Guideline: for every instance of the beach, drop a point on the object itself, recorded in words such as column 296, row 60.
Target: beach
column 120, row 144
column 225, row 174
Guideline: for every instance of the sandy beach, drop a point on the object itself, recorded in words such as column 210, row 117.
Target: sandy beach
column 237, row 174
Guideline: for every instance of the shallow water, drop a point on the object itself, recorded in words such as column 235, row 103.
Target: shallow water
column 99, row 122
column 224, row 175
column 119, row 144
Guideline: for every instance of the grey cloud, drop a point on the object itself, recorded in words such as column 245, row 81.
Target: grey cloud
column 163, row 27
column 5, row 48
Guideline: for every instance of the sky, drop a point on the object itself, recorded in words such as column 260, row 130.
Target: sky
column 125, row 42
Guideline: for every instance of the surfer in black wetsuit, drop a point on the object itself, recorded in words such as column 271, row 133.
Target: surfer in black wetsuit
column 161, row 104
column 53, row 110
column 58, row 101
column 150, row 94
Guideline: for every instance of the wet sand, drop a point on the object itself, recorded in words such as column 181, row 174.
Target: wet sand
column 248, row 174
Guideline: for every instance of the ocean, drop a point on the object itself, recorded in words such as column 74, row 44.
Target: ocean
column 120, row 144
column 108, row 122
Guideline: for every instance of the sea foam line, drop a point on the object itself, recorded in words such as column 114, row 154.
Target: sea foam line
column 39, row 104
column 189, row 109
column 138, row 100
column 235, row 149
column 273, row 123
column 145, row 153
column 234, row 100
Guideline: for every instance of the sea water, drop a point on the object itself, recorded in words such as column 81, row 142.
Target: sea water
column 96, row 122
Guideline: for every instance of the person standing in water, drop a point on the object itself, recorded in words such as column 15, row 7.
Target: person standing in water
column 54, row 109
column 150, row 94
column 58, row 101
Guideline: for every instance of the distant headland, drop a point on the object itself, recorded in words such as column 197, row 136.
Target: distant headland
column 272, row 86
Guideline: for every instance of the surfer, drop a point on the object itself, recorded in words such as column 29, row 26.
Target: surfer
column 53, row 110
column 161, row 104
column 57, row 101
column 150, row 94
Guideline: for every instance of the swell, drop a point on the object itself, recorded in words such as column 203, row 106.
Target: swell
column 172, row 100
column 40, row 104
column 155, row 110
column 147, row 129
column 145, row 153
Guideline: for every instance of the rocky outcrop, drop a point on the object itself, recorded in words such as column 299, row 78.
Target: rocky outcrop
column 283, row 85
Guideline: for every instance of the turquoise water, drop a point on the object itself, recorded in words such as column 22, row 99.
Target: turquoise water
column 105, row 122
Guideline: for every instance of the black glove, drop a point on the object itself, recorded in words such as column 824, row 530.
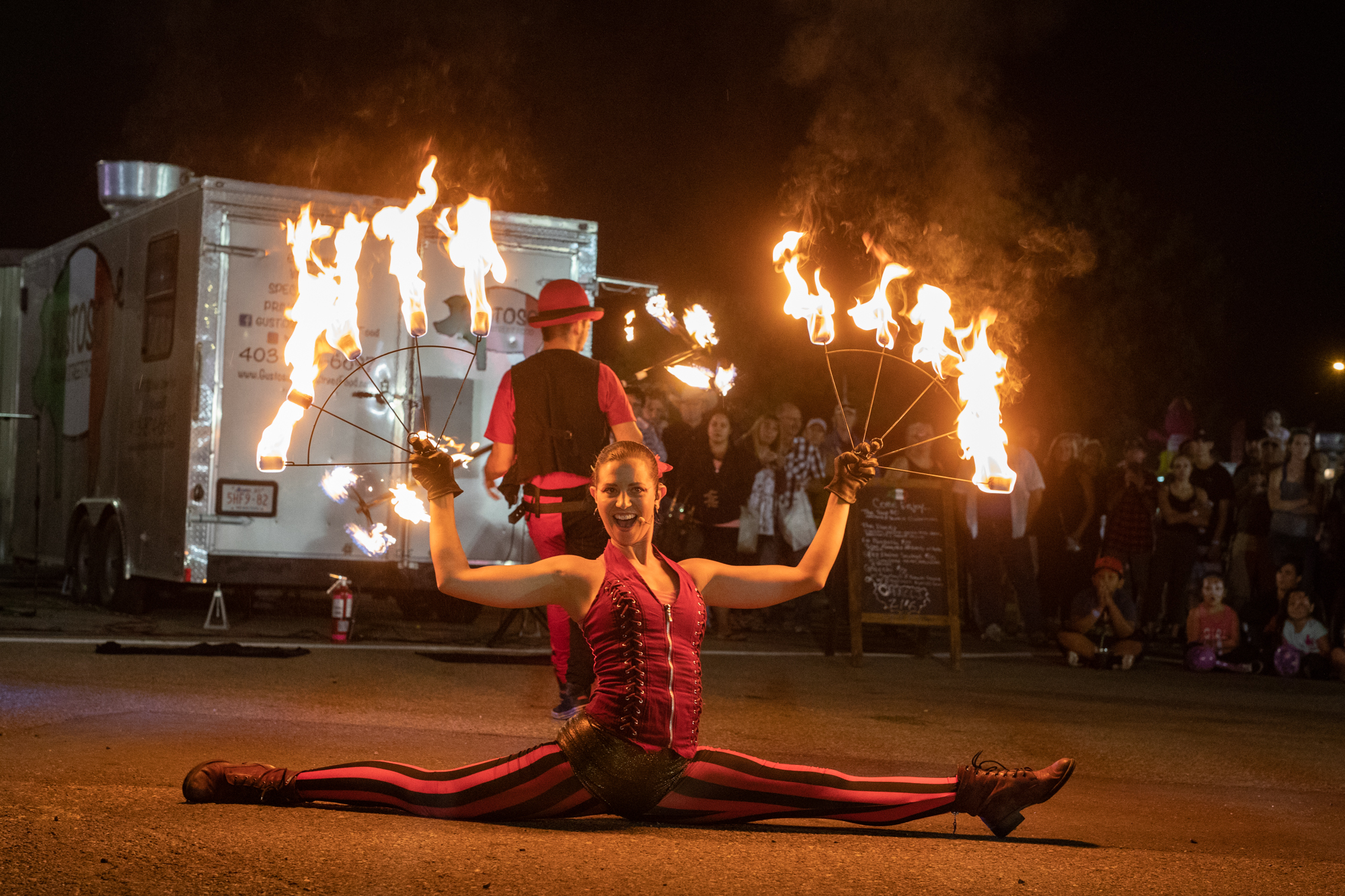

= = = = =

→ WHAT TO DO
Extract every line of the items above word for word, leaving out the picture.

→ SOLUTION TO THE EXERCISE
Guideline: for every instance of the beach, drop a point on the object itself, recorded in words such as column 296, row 60.
Target: beach
column 120, row 144
column 225, row 174
Guideline: for every instance of the sandy beach, drop a point on the object itself, recorded in words such as column 210, row 117.
Target: sandy beach
column 237, row 174
Guideline: for every instance of the shallow water, drop a point on the object itself, recorded in words such as column 235, row 103.
Target: shallow water
column 99, row 122
column 224, row 175
column 119, row 144
Guideline: for every instance of the grey cloud, drop a point on the object itself, recorded in words such as column 245, row 81.
Target: grey cloud
column 163, row 27
column 5, row 48
Guideline: for every instance of the sky, drop a point on the object itself, recorded in words such as column 260, row 130.
Target: sky
column 125, row 42
Guideline: for every instance of the surfer in black wetsuit, drop a point on the object itself, recorded in words such as column 271, row 133.
Target: surfer in black wetsuit
column 161, row 104
column 53, row 110
column 58, row 101
column 150, row 94
Guideline: for every instance of the wet sand, drop a point on the object itself, recorded in words such as column 181, row 174.
Target: wet sand
column 248, row 174
Guideline: for every instance of the ocean, drop a point on the object itself, recorded in words such as column 74, row 44.
Target: ocean
column 120, row 144
column 108, row 122
Guideline: for every instance of the sea foam line, drop a point on the object itself, recorded in words such as column 114, row 154.
Target: sea foam line
column 39, row 104
column 189, row 109
column 138, row 100
column 235, row 149
column 273, row 123
column 145, row 153
column 234, row 100
Guideline: for every instance of the sea water, drop a point on the object itself, recorded in words such as column 81, row 142.
Target: sea water
column 96, row 122
Guideline: for every instance of the person standing in water, drop a point on the object itself, recorded in words such as column 15, row 7.
Target: person standing in water
column 54, row 109
column 150, row 94
column 58, row 101
Guideline: for every instance of the distant headland, drop a point on the object itself, recorded in words such as column 197, row 136.
Target: distant headland
column 272, row 86
Guideline: for every instance of the surfer, drop a point on the object itself, recorded in words such as column 29, row 26.
Target: surfer
column 53, row 110
column 161, row 104
column 57, row 101
column 150, row 94
Guideline: for every instance of the swell, drop a point on the object itself, recorded in words such as column 203, row 106.
Target: swell
column 172, row 100
column 40, row 104
column 155, row 110
column 147, row 129
column 145, row 153
Guideline: for every instance of the rocky outcrop, drop a point on the object itself, recorded in words such as column 299, row 78.
Target: rocky outcrop
column 283, row 85
Guideline: for every instance of the turquoise water, drop a point on the object itself, recorded in words such as column 22, row 99.
Target: turquoise water
column 105, row 122
Guideline: for every instance of the black glove, drop a point on the object itself, recorded in words such as column 824, row 530.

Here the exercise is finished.